*** Excerpt provided

8:02PM – November 10, 2010
Out of breath, heart racing, sweat awkwardly escaping my pores, I sprinted across Wabash’s dimly lit campus from the Fine Arts Center to the Class of 1950 Natatorium, fully dressed in a suit in tie, complete with my meet suit underneath, with the full intentions of doing the impossible: Performing in the Brass Ensemble Concert as well as competing against our arch-rivals, DePauw University, in swimming in the same hour and a half time span. Why you ask? The times inconveniently overlapped, and being the school’s only tuba, I had to balance my duty between my team and my ensemble. This is my story in a few important, scattered, yet coherently connected thoughts, grammatical oddities and all.
Late Summer, Early Fall 2010
As I began to compare my schedules between the Wabash Swimming Team and the Wabash Brass Ensemble, a sheer look of horror made its way across my face: My last duel meet with DePauw—a momentous deal for any Wabash Athlete—occurred a half hour before a Band Concert. Normally, this would not be a big deal, because in the ten years I have played a brass instrument, I have been able to equally balance swimming and music, alternating groups with conflicts. But this was given someone could pick up the slack, much like on an athletic team. But as the sole tubist, this year my choices were not so clear-cut: Since literally no one could play my part, if I left the ensembles’ sound would be destroyed, much like a stereo system with several blown speakers. In agony I began to pray for a way out. And hard.

******

- [Written exercise 1]:
Decide whether each statement agrees with the essay about the swim meet and the concert. For each, answer yes or no and quote the deciding words from the text.
(a) The writer's last dual meet with DePauw fell a half hour before a Band Concert.
(b) The writer had played a brass instrument for ten years.
(c) Another member of the ensemble could have played the tuba part.

*** Source records

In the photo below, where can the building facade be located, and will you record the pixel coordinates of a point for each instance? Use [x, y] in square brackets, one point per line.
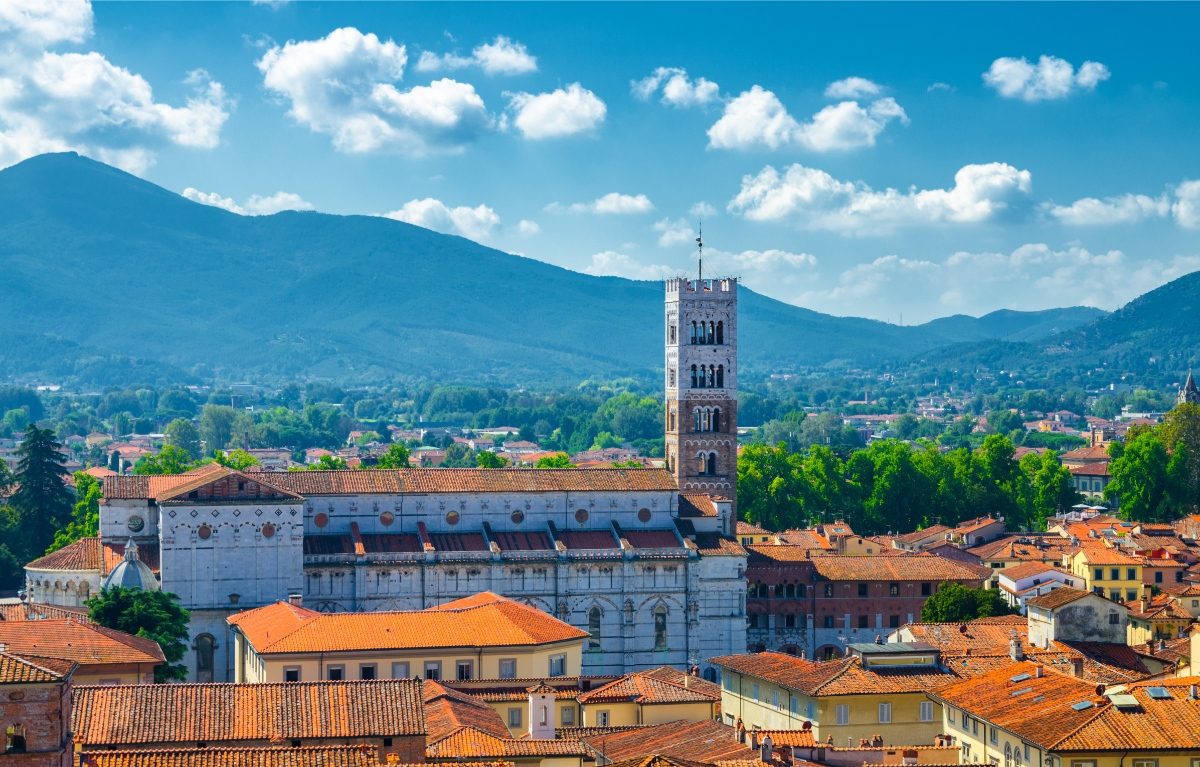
[701, 384]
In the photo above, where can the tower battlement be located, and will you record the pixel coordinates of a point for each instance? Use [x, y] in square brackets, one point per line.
[717, 287]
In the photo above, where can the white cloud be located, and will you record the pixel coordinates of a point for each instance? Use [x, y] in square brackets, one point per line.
[1091, 211]
[499, 57]
[557, 113]
[759, 119]
[1032, 276]
[675, 232]
[54, 101]
[853, 88]
[255, 205]
[678, 90]
[817, 201]
[1186, 208]
[613, 203]
[475, 223]
[1048, 79]
[613, 264]
[343, 85]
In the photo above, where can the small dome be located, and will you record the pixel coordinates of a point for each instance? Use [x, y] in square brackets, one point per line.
[132, 573]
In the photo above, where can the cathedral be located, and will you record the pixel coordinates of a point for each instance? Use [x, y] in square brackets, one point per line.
[645, 561]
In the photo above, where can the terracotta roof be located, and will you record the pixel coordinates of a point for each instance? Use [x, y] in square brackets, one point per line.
[1057, 598]
[418, 480]
[39, 611]
[483, 621]
[19, 670]
[180, 713]
[900, 568]
[300, 756]
[844, 676]
[643, 688]
[707, 741]
[447, 711]
[81, 555]
[83, 642]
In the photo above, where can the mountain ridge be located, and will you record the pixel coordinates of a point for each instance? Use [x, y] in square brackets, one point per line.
[109, 267]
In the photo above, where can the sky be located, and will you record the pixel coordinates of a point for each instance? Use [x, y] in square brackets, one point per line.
[893, 161]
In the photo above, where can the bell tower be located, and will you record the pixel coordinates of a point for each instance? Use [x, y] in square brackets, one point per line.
[701, 384]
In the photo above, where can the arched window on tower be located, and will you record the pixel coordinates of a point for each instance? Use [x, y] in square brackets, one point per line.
[204, 651]
[660, 627]
[594, 616]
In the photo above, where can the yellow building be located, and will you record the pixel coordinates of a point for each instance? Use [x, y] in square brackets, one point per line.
[480, 636]
[1109, 573]
[876, 690]
[1027, 715]
[643, 699]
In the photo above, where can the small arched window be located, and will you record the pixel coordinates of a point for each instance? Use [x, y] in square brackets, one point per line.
[204, 651]
[660, 627]
[594, 617]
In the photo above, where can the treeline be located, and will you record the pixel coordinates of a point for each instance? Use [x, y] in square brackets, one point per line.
[1156, 472]
[898, 486]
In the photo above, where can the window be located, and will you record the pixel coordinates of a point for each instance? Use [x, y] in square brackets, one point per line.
[594, 616]
[660, 627]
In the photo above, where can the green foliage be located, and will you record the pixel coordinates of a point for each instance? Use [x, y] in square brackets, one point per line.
[169, 460]
[153, 615]
[486, 459]
[955, 603]
[84, 515]
[238, 459]
[184, 435]
[559, 460]
[395, 456]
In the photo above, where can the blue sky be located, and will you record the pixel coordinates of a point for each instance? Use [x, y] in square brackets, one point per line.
[875, 160]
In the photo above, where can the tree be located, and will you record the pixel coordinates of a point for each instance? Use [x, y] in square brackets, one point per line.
[486, 459]
[238, 459]
[151, 615]
[1140, 478]
[84, 515]
[184, 435]
[42, 499]
[171, 460]
[395, 456]
[955, 603]
[559, 460]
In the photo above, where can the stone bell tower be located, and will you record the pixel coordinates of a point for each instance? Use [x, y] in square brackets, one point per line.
[701, 384]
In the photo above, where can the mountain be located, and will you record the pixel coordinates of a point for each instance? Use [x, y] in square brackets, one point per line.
[109, 279]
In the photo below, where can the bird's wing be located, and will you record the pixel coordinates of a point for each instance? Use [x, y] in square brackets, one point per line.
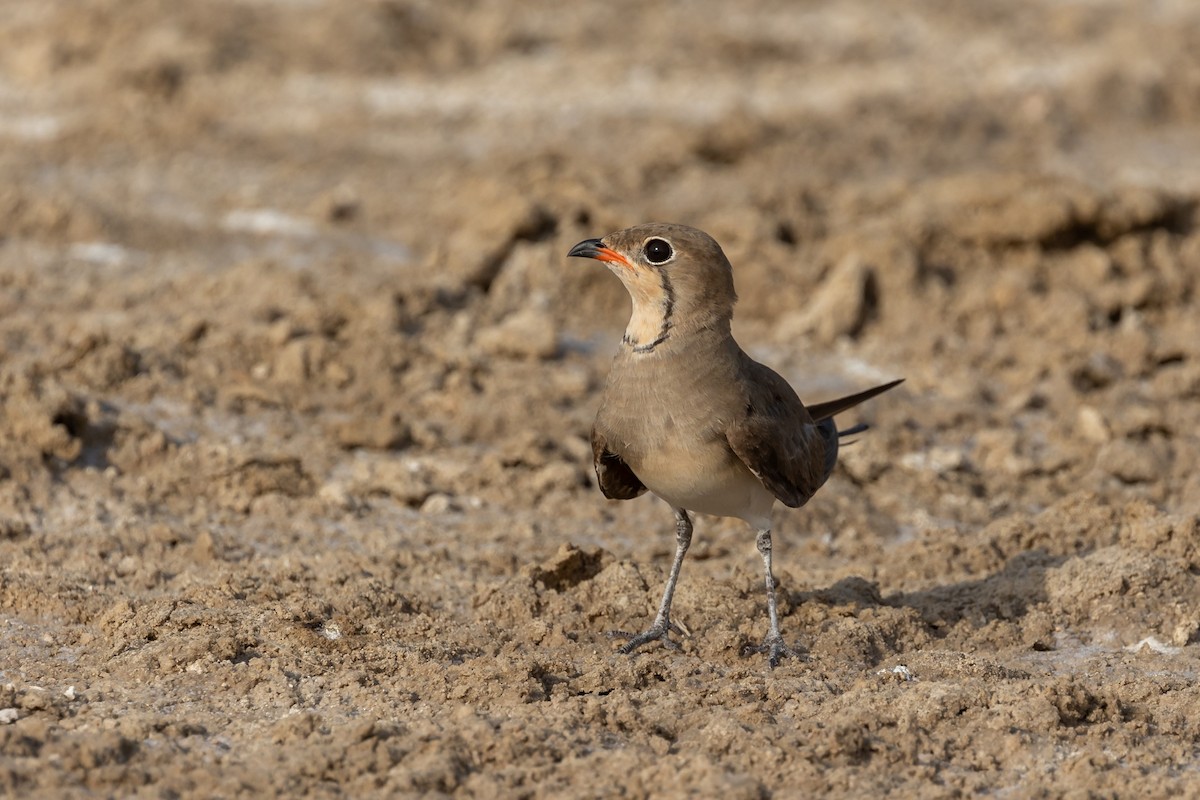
[777, 439]
[616, 479]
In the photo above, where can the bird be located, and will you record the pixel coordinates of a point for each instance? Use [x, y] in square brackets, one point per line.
[688, 416]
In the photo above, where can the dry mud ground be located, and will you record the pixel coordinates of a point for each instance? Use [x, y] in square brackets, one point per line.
[295, 494]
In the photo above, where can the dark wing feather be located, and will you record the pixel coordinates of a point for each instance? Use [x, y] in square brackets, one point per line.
[777, 439]
[616, 479]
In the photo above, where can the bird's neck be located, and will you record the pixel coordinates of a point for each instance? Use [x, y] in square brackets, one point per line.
[651, 324]
[658, 328]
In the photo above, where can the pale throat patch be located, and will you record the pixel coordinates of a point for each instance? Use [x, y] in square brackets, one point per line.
[653, 307]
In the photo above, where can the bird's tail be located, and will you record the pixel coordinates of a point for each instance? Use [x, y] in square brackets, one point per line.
[822, 411]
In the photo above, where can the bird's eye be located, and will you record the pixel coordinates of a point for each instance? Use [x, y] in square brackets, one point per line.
[658, 251]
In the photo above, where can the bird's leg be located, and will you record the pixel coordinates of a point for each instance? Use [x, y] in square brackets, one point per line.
[663, 626]
[773, 645]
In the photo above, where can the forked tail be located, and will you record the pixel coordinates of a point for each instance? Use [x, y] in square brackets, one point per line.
[821, 411]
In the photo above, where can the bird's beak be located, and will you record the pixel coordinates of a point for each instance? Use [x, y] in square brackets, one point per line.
[595, 248]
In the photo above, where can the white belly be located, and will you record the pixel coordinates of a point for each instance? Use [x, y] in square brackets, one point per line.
[709, 481]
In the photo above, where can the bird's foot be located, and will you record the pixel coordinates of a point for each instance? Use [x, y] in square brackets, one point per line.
[775, 649]
[660, 631]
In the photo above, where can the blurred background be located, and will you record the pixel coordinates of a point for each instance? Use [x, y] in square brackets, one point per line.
[287, 332]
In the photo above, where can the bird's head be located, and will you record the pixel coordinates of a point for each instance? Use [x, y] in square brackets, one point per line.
[677, 276]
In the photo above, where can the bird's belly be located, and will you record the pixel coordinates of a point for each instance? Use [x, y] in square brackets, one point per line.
[709, 480]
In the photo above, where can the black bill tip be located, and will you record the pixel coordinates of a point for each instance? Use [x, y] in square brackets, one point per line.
[587, 248]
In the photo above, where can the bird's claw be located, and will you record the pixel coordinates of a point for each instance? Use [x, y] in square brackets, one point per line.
[657, 632]
[775, 649]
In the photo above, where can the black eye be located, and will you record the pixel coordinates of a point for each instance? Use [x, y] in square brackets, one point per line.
[658, 251]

******

- [Written exercise 2]: Please filter the records, keeping every line that contains the string "mountain".

- [Exercise output 1]:
(a) Yes: "My last duel meet with DePauw—a momentous deal for any Wabash Athlete—occurred a half hour before a Band Concert."
(b) Yes: "in the ten years I have played a brass instrument"
(c) No: "Since literally no one could play my part"

- [Exercise output 2]:
In the photo above, where can the mountain ridge be located, and will you record the pixel coordinates of a point for each instance? Use [x, y] in square brackets, one point per line.
In the photo above, where can the mountain be located, and will you record the pixel coordinates of a point for each instance? Use [x, y] in square brackets, one point per line.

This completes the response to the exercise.